WHAT YOU SHOULD DO>
Retype the entries word for word, leaving nothing out.
################
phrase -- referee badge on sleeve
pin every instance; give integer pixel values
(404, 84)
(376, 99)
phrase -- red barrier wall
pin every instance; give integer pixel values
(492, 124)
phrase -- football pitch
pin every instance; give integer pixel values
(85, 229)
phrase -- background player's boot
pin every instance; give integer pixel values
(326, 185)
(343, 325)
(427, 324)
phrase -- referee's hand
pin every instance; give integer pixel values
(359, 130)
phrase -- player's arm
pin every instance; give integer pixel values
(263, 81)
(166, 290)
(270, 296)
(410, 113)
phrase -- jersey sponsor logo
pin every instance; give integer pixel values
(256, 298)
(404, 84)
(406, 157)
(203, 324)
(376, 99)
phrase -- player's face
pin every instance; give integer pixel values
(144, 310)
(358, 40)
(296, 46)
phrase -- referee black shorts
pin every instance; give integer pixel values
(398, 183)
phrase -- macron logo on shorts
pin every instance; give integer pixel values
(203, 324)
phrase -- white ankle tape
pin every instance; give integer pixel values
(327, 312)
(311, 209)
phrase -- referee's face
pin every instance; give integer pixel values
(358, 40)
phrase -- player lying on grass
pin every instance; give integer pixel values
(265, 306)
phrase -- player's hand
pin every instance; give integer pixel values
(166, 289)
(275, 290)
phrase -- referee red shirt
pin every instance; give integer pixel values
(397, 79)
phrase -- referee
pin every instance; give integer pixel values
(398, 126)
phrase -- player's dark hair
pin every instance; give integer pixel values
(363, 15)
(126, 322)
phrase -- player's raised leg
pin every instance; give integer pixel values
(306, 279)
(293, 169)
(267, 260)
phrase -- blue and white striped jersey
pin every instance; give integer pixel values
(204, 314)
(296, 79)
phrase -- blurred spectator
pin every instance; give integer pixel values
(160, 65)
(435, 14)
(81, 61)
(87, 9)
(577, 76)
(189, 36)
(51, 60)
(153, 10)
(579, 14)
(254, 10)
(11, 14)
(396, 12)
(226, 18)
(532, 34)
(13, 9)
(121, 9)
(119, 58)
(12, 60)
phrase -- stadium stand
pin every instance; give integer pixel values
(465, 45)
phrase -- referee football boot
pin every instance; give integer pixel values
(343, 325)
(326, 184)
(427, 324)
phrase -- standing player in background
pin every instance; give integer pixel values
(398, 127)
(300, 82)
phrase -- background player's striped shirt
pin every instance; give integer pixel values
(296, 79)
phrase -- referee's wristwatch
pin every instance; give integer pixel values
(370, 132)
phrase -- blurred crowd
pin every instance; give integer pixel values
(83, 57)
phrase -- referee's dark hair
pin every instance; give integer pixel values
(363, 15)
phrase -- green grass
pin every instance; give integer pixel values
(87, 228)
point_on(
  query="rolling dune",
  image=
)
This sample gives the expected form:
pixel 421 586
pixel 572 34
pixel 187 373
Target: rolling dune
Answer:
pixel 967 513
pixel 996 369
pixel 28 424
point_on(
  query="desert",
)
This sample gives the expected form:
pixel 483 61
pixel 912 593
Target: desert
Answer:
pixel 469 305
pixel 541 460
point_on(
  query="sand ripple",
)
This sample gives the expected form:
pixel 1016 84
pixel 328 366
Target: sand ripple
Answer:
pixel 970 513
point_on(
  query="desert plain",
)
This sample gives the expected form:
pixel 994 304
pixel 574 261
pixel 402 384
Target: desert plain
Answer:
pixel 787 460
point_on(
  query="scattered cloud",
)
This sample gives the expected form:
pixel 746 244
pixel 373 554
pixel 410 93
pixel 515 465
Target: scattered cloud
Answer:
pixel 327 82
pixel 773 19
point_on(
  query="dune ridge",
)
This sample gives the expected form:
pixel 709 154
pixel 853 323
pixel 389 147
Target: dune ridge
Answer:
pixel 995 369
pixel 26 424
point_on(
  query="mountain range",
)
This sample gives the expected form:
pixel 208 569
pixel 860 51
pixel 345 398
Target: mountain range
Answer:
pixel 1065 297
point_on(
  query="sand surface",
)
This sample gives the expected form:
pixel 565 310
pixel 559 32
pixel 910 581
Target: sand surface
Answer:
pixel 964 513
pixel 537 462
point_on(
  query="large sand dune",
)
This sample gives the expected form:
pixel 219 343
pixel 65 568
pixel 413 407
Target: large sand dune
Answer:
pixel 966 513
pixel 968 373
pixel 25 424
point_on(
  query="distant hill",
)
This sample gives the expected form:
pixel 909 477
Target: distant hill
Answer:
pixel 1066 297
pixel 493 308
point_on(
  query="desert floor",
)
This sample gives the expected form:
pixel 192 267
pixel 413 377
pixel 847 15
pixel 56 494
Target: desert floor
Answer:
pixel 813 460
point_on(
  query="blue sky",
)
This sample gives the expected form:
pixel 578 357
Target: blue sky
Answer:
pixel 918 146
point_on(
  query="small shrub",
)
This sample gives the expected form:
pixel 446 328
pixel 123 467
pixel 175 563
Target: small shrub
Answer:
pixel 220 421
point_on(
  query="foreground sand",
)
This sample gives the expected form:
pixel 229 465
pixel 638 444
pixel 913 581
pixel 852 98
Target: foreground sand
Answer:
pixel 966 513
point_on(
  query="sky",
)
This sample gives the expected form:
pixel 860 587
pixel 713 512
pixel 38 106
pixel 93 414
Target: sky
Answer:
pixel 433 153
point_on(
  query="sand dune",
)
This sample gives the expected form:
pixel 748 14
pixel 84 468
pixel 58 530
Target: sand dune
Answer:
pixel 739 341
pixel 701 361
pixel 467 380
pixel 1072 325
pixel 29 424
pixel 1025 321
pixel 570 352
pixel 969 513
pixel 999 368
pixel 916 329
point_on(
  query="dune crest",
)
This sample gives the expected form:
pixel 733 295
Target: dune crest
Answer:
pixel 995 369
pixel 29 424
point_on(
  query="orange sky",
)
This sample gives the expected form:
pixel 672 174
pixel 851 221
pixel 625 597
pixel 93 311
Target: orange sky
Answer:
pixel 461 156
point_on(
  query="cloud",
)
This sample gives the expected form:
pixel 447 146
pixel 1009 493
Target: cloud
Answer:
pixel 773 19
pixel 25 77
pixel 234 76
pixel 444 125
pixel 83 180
################
ANSWER SECTION>
phrase -- referee badge on sleeve
pin every instance; give integer pixel values
(404, 84)
(376, 99)
phrase -- red barrier wall
pin every instance; give integer pixel values
(492, 124)
phrase -- football pitch
pin every instance; give integer pixel values
(85, 229)
phrase -- background player's boot
pin every instance; give integer pixel values
(326, 185)
(343, 325)
(427, 324)
phrase -- referee's hand
pin every instance; give integer pixel values
(359, 130)
phrase -- player's arm
pin every instance; give integer pixel values
(263, 81)
(166, 290)
(270, 296)
(410, 113)
phrase -- jersey sponsor logo
pin every instance; give integer pixel values
(256, 298)
(404, 84)
(406, 157)
(203, 324)
(376, 99)
phrase -- player's face
pin every instance; give integer pixel values
(144, 310)
(358, 40)
(296, 46)
phrase -- referee black shorts
pin every instance; give integer pixel values
(398, 183)
phrase -- macron logo on shorts
pin every instance; give integer pixel values
(203, 324)
phrase -- white ankle tape
pin every instance; give integer pixel values
(327, 312)
(311, 209)
phrase -- referee's face
pin every instance; give integer pixel values
(358, 40)
phrase -- player lying on grass
pin every instance; give integer pixel values
(265, 306)
phrase -- player's hand
pin every instance; give integer pixel values
(166, 289)
(275, 290)
phrase -- referee red shirt
pin every instance; give integer pixel values
(397, 79)
phrase -- referee
pin every instance; give integer pixel values
(398, 126)
phrase -- player's dark hair
pin every instance; give integer pixel values
(363, 15)
(126, 322)
phrase -- player's raised leg
pin every instance; give integer pixel values
(306, 279)
(293, 169)
(267, 260)
phrase -- blue and white striped jersey
pin every instance; give integer pixel values
(204, 314)
(296, 79)
phrase -- blurred spectator
pin every instance; give integer pixel values
(160, 65)
(435, 14)
(81, 61)
(87, 9)
(577, 76)
(189, 36)
(51, 60)
(153, 10)
(579, 14)
(254, 10)
(11, 14)
(396, 12)
(226, 18)
(532, 34)
(13, 9)
(121, 9)
(119, 58)
(12, 60)
phrase -- stadium stand
pin every instance; give integer pixel values
(465, 45)
phrase -- referee football boot
pin every instance; give integer pixel values
(343, 325)
(326, 184)
(427, 324)
phrase -- standing player in background
pin every instance; give integer pixel values
(398, 127)
(300, 82)
phrase -- background player's striped shirt
pin every instance; give integer pixel values
(296, 79)
phrase -- referee's wristwatch
pin every instance; give integer pixel values
(370, 132)
phrase -- blurred crowd
pin every instance; give integer pixel values
(83, 57)
phrase -- referee's dark hair
pin every instance; give integer pixel values
(363, 15)
phrase -- green grass
pin every instance; give integer pixel values
(87, 228)
point_on(
  query="rolling dune",
  image=
)
This sample gives the expected form:
pixel 421 586
pixel 572 34
pixel 187 373
Target: rolling dune
Answer:
pixel 967 513
pixel 996 369
pixel 28 424
point_on(
  query="desert",
)
This sample gives the expected form:
pixel 483 61
pixel 912 593
Target: desert
Answer:
pixel 469 305
pixel 541 460
point_on(
  query="sand ripple",
)
This sample gives the expected form:
pixel 1016 84
pixel 328 366
Target: sand ripple
Answer:
pixel 970 513
point_on(
  query="desert plain",
)
This sample gives the expected form:
pixel 994 304
pixel 574 261
pixel 402 384
Target: desert plain
Answer:
pixel 787 460
point_on(
  query="scattered cloud",
)
This sample gives the expected form:
pixel 746 244
pixel 373 554
pixel 410 93
pixel 515 465
Target: scattered cloud
Answer:
pixel 327 82
pixel 773 19
point_on(
  query="dune ridge",
)
This sample gives the expected form:
pixel 709 154
pixel 853 323
pixel 389 147
Target: dune ridge
Answer:
pixel 995 369
pixel 26 424
point_on(
  query="mountain range",
)
This sample gives the expected form:
pixel 208 569
pixel 860 51
pixel 345 398
Target: mountain range
Answer:
pixel 1065 297
point_on(
  query="sand surface",
)
This sample gives the expected form:
pixel 565 310
pixel 559 32
pixel 910 581
Target: sand surface
Answer:
pixel 964 513
pixel 537 462
point_on(
  query="large sand dune",
)
This sample gives the expected form:
pixel 219 343
pixel 65 568
pixel 413 407
Target: large sand dune
Answer:
pixel 966 513
pixel 968 373
pixel 25 424
point_on(
  query="distant hill",
)
This sample gives the expected form:
pixel 909 477
Target: distant hill
Answer:
pixel 1066 297
pixel 493 308
point_on(
  query="desert floor",
)
This sample gives the expected form:
pixel 192 267
pixel 413 377
pixel 847 15
pixel 56 494
Target: desert floor
Answer:
pixel 813 460
point_on(
  query="blue sky",
)
This sample gives the expected form:
pixel 578 357
Target: blue sky
Answer:
pixel 918 146
point_on(
  query="small shrub",
)
This sample gives the expected form:
pixel 446 328
pixel 123 467
pixel 175 563
Target: small shrub
Answer:
pixel 220 421
point_on(
  query="foreground sand",
)
This sample gives the expected form:
pixel 229 465
pixel 638 444
pixel 913 581
pixel 852 98
Target: foreground sand
Answer:
pixel 966 513
point_on(
  query="sky",
)
This sample gives the expected form:
pixel 860 587
pixel 713 512
pixel 38 106
pixel 93 414
Target: sky
Answer:
pixel 433 153
point_on(
  query="sand dune",
)
This sample gives the expected form:
pixel 748 14
pixel 84 468
pixel 58 530
Target: sand dune
Answer:
pixel 739 341
pixel 701 361
pixel 467 380
pixel 1072 325
pixel 29 424
pixel 1025 321
pixel 570 352
pixel 969 513
pixel 999 368
pixel 916 329
point_on(
  query="dune crest",
)
This sample gives the expected form:
pixel 733 295
Target: dune crest
Answer:
pixel 995 369
pixel 29 424
point_on(
  query="orange sky",
)
This sample gives the expected form:
pixel 672 174
pixel 851 221
pixel 625 597
pixel 93 311
Target: orange sky
Answer:
pixel 461 156
point_on(
  query="cloud",
)
This sample gives the expected form:
pixel 447 146
pixel 1009 493
Target: cloud
Answer:
pixel 773 19
pixel 25 77
pixel 234 76
pixel 444 125
pixel 83 180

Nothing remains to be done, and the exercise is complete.